■ ACTIVITY: Using the material that follows, output exactly the lines from the one containing "Target: woman's eye" through the one containing "Tag a single point on each instance of the man's curly", with both ends kept.

>>>

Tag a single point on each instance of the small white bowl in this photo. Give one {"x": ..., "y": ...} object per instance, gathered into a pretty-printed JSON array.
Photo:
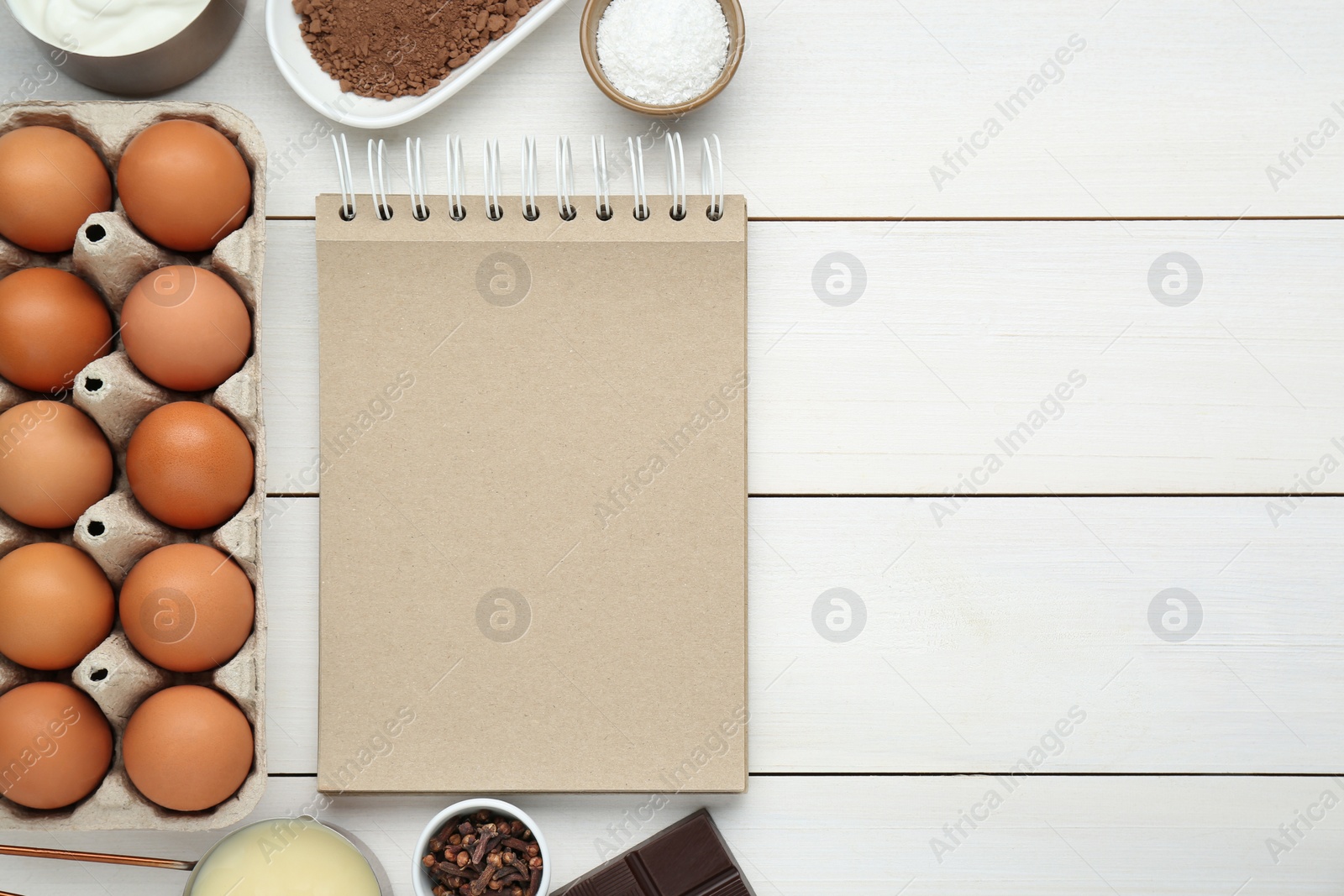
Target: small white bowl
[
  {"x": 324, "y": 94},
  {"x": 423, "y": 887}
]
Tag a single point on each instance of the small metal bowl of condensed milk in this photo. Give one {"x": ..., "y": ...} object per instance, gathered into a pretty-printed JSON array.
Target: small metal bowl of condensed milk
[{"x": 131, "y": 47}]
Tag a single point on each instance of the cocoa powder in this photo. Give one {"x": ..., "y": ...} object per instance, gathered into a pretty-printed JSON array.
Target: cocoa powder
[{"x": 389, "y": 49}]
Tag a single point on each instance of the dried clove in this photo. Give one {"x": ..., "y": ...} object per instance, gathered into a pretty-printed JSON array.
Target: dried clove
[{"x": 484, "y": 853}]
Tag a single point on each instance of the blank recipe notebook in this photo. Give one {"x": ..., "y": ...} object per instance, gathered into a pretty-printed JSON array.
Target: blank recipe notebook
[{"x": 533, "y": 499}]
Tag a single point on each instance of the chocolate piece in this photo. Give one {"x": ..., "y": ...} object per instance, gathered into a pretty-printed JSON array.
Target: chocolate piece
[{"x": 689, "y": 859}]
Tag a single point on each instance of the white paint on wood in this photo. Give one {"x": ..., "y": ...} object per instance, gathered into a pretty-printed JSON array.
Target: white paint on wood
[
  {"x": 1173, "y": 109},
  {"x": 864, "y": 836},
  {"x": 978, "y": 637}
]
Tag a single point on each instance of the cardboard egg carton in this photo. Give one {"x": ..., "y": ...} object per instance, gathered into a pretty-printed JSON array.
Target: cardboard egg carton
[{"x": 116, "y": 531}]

<<<
>>>

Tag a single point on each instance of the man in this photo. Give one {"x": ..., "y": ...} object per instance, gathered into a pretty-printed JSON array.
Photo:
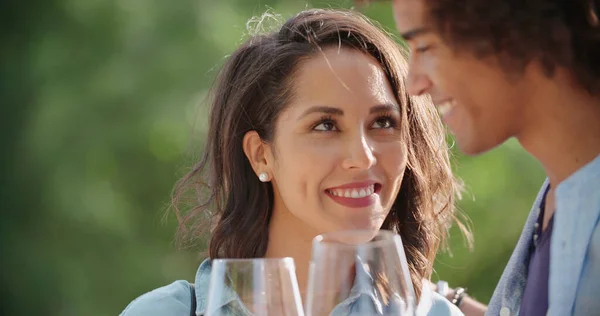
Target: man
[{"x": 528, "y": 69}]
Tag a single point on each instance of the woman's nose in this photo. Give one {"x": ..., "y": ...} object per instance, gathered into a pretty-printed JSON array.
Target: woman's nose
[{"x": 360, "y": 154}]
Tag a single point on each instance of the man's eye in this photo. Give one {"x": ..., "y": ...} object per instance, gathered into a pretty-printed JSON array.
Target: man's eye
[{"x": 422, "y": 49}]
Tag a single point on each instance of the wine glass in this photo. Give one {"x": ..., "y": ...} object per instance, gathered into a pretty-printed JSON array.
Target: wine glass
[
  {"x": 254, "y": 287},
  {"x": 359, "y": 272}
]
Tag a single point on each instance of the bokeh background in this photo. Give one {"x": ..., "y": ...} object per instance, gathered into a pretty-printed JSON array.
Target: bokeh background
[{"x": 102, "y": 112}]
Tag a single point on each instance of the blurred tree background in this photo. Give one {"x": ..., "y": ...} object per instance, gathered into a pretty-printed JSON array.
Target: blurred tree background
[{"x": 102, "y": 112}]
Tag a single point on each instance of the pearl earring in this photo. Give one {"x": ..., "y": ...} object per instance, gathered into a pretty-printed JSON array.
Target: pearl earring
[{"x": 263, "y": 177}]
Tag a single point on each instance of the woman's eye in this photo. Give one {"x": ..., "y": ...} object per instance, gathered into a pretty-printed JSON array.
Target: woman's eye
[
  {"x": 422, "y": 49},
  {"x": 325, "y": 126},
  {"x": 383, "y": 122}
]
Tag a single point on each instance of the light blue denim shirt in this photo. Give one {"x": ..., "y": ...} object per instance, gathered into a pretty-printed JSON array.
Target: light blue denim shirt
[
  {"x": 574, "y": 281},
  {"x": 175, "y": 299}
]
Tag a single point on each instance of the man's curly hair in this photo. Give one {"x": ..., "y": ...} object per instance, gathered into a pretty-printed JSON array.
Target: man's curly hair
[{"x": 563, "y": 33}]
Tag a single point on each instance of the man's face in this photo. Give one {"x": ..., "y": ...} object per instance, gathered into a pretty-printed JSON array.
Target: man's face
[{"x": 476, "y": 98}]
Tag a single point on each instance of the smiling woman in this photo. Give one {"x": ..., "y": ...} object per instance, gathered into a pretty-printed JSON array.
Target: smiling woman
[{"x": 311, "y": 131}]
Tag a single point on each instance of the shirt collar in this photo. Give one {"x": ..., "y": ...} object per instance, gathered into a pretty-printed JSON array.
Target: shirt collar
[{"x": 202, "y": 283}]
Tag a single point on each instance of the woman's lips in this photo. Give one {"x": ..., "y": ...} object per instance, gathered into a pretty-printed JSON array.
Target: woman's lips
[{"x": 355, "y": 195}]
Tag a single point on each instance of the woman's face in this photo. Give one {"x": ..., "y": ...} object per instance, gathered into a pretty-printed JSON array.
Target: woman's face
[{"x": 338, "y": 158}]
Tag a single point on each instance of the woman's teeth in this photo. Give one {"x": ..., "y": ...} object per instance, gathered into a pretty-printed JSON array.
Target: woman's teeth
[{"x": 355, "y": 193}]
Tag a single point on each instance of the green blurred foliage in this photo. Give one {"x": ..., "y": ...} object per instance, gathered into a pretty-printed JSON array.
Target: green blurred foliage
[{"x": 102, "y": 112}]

<<<

■ ANSWER SPACE:
Target: woman's eye
[
  {"x": 422, "y": 49},
  {"x": 325, "y": 126},
  {"x": 383, "y": 122}
]
Tag a single point on each instance of the light blue denim shirt in this photo. Give one {"x": ..., "y": ...} object per instance, gathered into a pretty-printed JSON array.
Target: light blue denim shirt
[
  {"x": 574, "y": 281},
  {"x": 175, "y": 299}
]
Tag a single point on each instance of the man's curly hair in this photo. Give one {"x": ..., "y": ...} object per instance, gathered into a pretty-printed JSON array.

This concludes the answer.